_Provided material_.
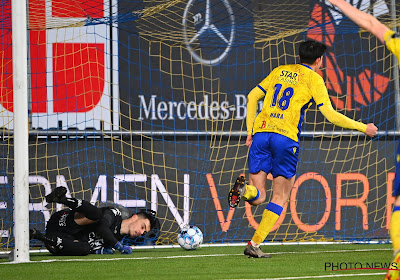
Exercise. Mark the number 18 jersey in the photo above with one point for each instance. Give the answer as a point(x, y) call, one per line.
point(289, 91)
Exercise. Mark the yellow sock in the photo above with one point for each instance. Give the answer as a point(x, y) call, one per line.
point(268, 221)
point(251, 192)
point(395, 230)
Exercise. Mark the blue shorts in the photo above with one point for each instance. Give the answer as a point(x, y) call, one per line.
point(396, 186)
point(273, 153)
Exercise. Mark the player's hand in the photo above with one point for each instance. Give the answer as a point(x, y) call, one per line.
point(249, 140)
point(371, 130)
point(105, 251)
point(123, 248)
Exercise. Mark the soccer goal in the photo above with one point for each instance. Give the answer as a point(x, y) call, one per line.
point(142, 103)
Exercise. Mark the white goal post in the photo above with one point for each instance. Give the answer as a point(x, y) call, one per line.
point(21, 131)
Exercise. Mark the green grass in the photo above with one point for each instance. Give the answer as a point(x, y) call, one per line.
point(209, 263)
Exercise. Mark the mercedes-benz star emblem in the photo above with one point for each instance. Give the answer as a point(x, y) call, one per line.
point(209, 26)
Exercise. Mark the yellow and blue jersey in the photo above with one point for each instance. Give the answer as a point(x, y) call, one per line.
point(392, 43)
point(289, 91)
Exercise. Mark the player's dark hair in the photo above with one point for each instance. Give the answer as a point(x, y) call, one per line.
point(310, 50)
point(151, 216)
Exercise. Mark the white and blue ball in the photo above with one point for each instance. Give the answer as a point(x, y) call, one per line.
point(190, 237)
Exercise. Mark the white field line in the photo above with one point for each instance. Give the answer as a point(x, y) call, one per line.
point(194, 256)
point(318, 276)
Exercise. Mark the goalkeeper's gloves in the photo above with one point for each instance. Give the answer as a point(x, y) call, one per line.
point(104, 251)
point(123, 248)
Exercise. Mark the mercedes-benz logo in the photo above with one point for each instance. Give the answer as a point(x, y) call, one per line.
point(209, 27)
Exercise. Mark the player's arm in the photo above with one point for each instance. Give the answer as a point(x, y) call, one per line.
point(362, 19)
point(338, 119)
point(254, 96)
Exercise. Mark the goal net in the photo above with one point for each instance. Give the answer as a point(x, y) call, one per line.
point(143, 104)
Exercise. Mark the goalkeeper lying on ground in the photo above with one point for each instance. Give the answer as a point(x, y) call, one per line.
point(84, 229)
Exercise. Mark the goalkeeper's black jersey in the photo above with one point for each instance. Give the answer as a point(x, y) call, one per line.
point(104, 233)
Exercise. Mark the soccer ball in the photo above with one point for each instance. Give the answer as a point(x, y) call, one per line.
point(190, 237)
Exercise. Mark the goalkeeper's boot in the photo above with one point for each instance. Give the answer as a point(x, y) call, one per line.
point(394, 269)
point(237, 191)
point(35, 234)
point(57, 195)
point(255, 252)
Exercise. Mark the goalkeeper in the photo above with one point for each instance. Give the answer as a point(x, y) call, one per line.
point(392, 42)
point(273, 134)
point(84, 229)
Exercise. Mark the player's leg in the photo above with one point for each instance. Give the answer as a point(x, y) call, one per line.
point(284, 153)
point(281, 192)
point(259, 166)
point(86, 212)
point(395, 223)
point(65, 245)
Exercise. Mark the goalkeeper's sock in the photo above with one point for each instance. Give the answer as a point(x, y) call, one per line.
point(269, 218)
point(395, 228)
point(251, 193)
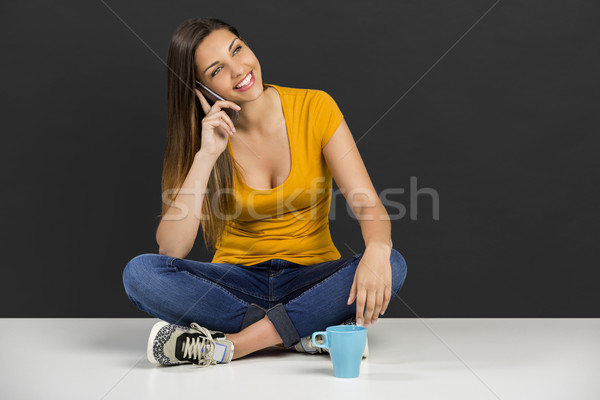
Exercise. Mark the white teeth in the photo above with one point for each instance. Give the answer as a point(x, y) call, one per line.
point(244, 82)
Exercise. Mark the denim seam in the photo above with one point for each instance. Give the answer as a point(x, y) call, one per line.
point(318, 284)
point(259, 296)
point(348, 262)
point(213, 284)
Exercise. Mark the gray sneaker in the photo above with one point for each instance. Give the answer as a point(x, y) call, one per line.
point(171, 344)
point(306, 345)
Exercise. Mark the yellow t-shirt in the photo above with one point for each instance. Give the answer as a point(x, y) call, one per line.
point(290, 221)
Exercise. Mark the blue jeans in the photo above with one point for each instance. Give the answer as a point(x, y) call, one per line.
point(298, 299)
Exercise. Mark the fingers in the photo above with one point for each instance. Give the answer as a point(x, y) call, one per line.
point(203, 101)
point(370, 306)
point(387, 295)
point(361, 298)
point(378, 305)
point(228, 120)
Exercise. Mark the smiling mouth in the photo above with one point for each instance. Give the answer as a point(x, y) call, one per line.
point(244, 81)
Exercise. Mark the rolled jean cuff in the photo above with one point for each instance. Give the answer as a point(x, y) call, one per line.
point(254, 314)
point(283, 324)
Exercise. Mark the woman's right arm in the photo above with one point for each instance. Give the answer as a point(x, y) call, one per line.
point(176, 233)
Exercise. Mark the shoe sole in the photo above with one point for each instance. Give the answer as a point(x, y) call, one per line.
point(153, 333)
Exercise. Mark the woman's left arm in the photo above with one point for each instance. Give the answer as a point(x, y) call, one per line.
point(373, 278)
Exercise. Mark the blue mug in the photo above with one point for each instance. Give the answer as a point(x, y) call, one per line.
point(346, 344)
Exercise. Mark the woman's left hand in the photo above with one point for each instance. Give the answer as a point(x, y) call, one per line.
point(372, 284)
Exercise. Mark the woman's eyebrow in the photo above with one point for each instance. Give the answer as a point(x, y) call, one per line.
point(216, 62)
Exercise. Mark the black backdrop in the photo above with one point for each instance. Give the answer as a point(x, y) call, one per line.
point(489, 108)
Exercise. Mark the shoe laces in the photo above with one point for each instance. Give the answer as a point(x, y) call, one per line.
point(199, 350)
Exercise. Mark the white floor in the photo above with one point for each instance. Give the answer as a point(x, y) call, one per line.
point(462, 359)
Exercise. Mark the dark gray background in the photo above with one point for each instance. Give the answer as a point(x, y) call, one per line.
point(499, 117)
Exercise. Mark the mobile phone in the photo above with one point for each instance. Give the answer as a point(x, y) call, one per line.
point(212, 97)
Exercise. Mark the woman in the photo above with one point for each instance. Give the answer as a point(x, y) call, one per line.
point(260, 190)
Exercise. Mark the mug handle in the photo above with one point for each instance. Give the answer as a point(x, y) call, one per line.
point(325, 344)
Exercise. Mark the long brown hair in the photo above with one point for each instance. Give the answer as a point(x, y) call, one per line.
point(184, 116)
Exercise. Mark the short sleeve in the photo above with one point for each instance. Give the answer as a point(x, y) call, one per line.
point(328, 116)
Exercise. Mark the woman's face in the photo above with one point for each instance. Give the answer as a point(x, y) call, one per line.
point(223, 61)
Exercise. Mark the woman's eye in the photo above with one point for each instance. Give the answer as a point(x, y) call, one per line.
point(216, 71)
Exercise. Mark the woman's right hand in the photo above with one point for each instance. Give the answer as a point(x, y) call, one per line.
point(216, 125)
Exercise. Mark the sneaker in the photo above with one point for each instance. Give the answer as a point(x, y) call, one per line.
point(306, 345)
point(171, 344)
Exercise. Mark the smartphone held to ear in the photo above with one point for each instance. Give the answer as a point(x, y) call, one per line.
point(212, 97)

_Problem description_.
Quote the material exactly. Pictures stay out.

_Task solution_.
Exercise. Mark the number 18 jersey in the photo above with one point for each instance. Give the answer as a point(x, y) call, one per line.
point(289, 91)
Exercise. Mark the yellow sock in the photo above with one point for each instance. Give the answer as a point(x, y) call, one per line.
point(268, 221)
point(251, 192)
point(395, 230)
Exercise. Mark the blue shorts in the photo above with one point for each instance. Give the answer as a point(x, y) call, one per line.
point(396, 186)
point(273, 153)
Exercise. Mark the player's hand in the photo above with one point for each instance. Give the answer as a point(x, y) call, one per line.
point(249, 140)
point(371, 130)
point(105, 251)
point(123, 248)
Exercise. Mark the soccer goal in the photo above with one point for each instance. Give the answer as a point(x, y) call, one per line.
point(142, 103)
Exercise. Mark the white goal post in the photo above with one point for each instance. Give the answer as a point(x, y) call, one per line.
point(21, 131)
Exercise. Mark the green grass in the photo above with one point for each instance. Give the answer as a point(x, y) call, one per line.
point(209, 263)
Exercise. Mark the mercedes-benz star emblem in the photo above with one point for each instance. Give the answer as a point(x, y) call, one per line.
point(209, 26)
Exercise. Mark the yellow and blue jersey in the photo above with one point for each instance. Give the answer as a point(x, y) call, one per line.
point(392, 43)
point(289, 91)
Exercise. Mark the player's dark hair in the photo above with one point for each instance. Give the answer as a point(x, y) call, one per line.
point(310, 50)
point(151, 216)
Exercise. Mark the white and blue ball in the photo above with one point for each instance. Give the answer as a point(x, y) call, one per line.
point(190, 237)
Exercise. Mark the white field line in the photo above with one point for each instance. Give the answer as a point(x, y) call, one per line.
point(194, 256)
point(318, 276)
Exercise. Mark the goalkeeper's gloves in the photo above with one point for each instance. Give the answer as a point(x, y) call, one per line.
point(104, 251)
point(123, 248)
Exercise. Mark the mercedes-benz logo in the photo above with one point for each instance. Give the answer as a point(x, y) call, one per line.
point(209, 27)
Exercise. Mark the player's arm in the photo above with one point for each instance. Give the answer as a point(x, y) call, one per line.
point(362, 19)
point(338, 119)
point(254, 96)
Exercise. Mark the goal net in the photo above with one point for each instance. Give the answer as a point(x, y) call, one per line.
point(143, 104)
Exercise. Mark the goalkeeper lying on ground in the photo above with one point for each instance. Give the answer as a point(x, y) call, one per line.
point(84, 229)
Exercise. Mark the goalkeeper's black jersey in the photo above with one point for each instance. Give the answer as a point(x, y) call, one per line.
point(104, 233)
Exercise. Mark the soccer ball in the photo above with one point for each instance. Give the answer as a point(x, y) call, one per line.
point(190, 237)
Exercise. Mark the goalkeeper's boot in the photo above with one point for each instance. Give the answer as a point(x, y) call, one per line.
point(394, 269)
point(237, 191)
point(35, 234)
point(57, 195)
point(255, 252)
Exercise. Mark the goalkeeper in the photo above with one point for each instance. Give the answer as a point(x, y) call, one per line.
point(392, 42)
point(273, 134)
point(84, 229)
Exercise. Mark the player's leg in the photo above with one point for each instance. Give the answer as a point(x, y) call, one per line.
point(284, 153)
point(281, 192)
point(259, 166)
point(86, 212)
point(395, 223)
point(65, 245)
Exercise. Mark the goalkeeper's sock in the photo above with one point for each instance. Give the answer as a point(x, y) call, one per line.
point(269, 218)
point(395, 228)
point(251, 193)
Exercise. Mark the white teeth in the photo above with one point for each instance. Give the answer as a point(x, y) call, one per line.
point(244, 82)
Exercise. Mark the denim seam in the photo above with one point for each instance. Give the answer as a point(x, y) call, one per line.
point(318, 284)
point(259, 296)
point(348, 262)
point(213, 284)
Exercise. Mark the gray sneaker in the photo above with one point for each instance. Give the answer as a point(x, y) call, one per line.
point(171, 344)
point(306, 345)
Exercise. Mark the yellow t-shirt in the photo above with one point for each instance. Give the answer as a point(x, y) call, one per line.
point(290, 221)
Exercise. Mark the blue jeans in the photo above with one point for each instance. Give the answer as a point(x, y) call, one per line.
point(298, 299)
Exercise. Mark the fingers in the photo above with one point for each instance. Give the answer as a point(x, y) call, one per line.
point(203, 101)
point(370, 306)
point(387, 295)
point(361, 298)
point(378, 305)
point(228, 120)
Exercise. Mark the smiling mouth in the photo above with one point for each instance. Give the answer as a point(x, y) call, one per line.
point(244, 81)
Exercise. Mark the rolled jean cuff in the photo above with one point for each instance. Give the answer as a point(x, y) call, one per line.
point(254, 314)
point(283, 324)
Exercise. Mark the woman's right arm in the photo above with one point for each instance. Give the answer as a point(x, y) call, one per line.
point(176, 233)
Exercise. Mark the shoe sole in the photo above with one point for each instance. Give the answer as a point(x, y) call, one per line.
point(153, 333)
Exercise. Mark the woman's left arm in the photo above with one point for each instance. Give the answer as a point(x, y) call, one per line.
point(373, 278)
Exercise. Mark the blue mug in the photo above with one point for each instance. Give the answer as a point(x, y) call, one per line.
point(346, 344)
Exercise. Mark the woman's left hand in the photo above with one point for each instance. Give the answer as a point(x, y) call, one per line.
point(372, 284)
Exercise. Mark the woman's eyebrow in the photo above with one point for each instance. Give the answer as a point(x, y) call, one per line.
point(216, 62)
Exercise. Mark the black backdrop in the photo above with one point for each instance. Give the answer as a point(x, y) call, one per line.
point(489, 108)
Exercise. Mark the shoe laces in the photo above with one point for each instance. Give the answer as a point(x, y) call, one per line.
point(199, 350)
Exercise. Mark the white floor in the photo above with one point for each instance. Give the answer as a point(x, y) call, one per line.
point(462, 359)
Exercise. Mark the dark gray background in the photo above with one point for each instance. Give the answer as a point(x, y) call, one per line.
point(499, 117)
Exercise. Mark the mobile phone in the photo above with one point for each instance. Give the answer as a point(x, y) call, one per line.
point(212, 97)
Exercise. Mark the woman in the photo above with one point for each instance. Give the answer as a point(x, y) call, one per line.
point(260, 190)
Exercise. Mark the mug handle in the photo above with one point for each instance. Give the answer as a point(x, y) call, one per line.
point(325, 344)
Exercise. Mark the long brown hair in the photo above with one point for each instance. Give the answer as a point(x, y) call, one per line.
point(184, 116)
Exercise. Mark the short sleeve in the photo above with one point for each instance. Give the answer as a point(x, y) call, one per line.
point(328, 116)
Exercise. Mark the woman's face in the photo above with one point for each instance. Give the answer as a point(x, y) call, one per line.
point(223, 61)
Exercise. Mark the woman's eye in the photo above with one point for each instance. Give the answer as a point(x, y) call, one per line.
point(216, 71)
Exercise. Mark the woman's right hand in the photo above with one point for each instance. Give the answer as a point(x, y) call, one per line.
point(216, 125)
Exercise. Mark the sneaker in the photo above with one point for each instance. Give the answer as a point(x, y) call, one per line.
point(306, 345)
point(171, 344)
Exercise. Mark the smartphone held to ear in the photo above with one point for each instance. Give the answer as a point(x, y) call, one per line.
point(212, 97)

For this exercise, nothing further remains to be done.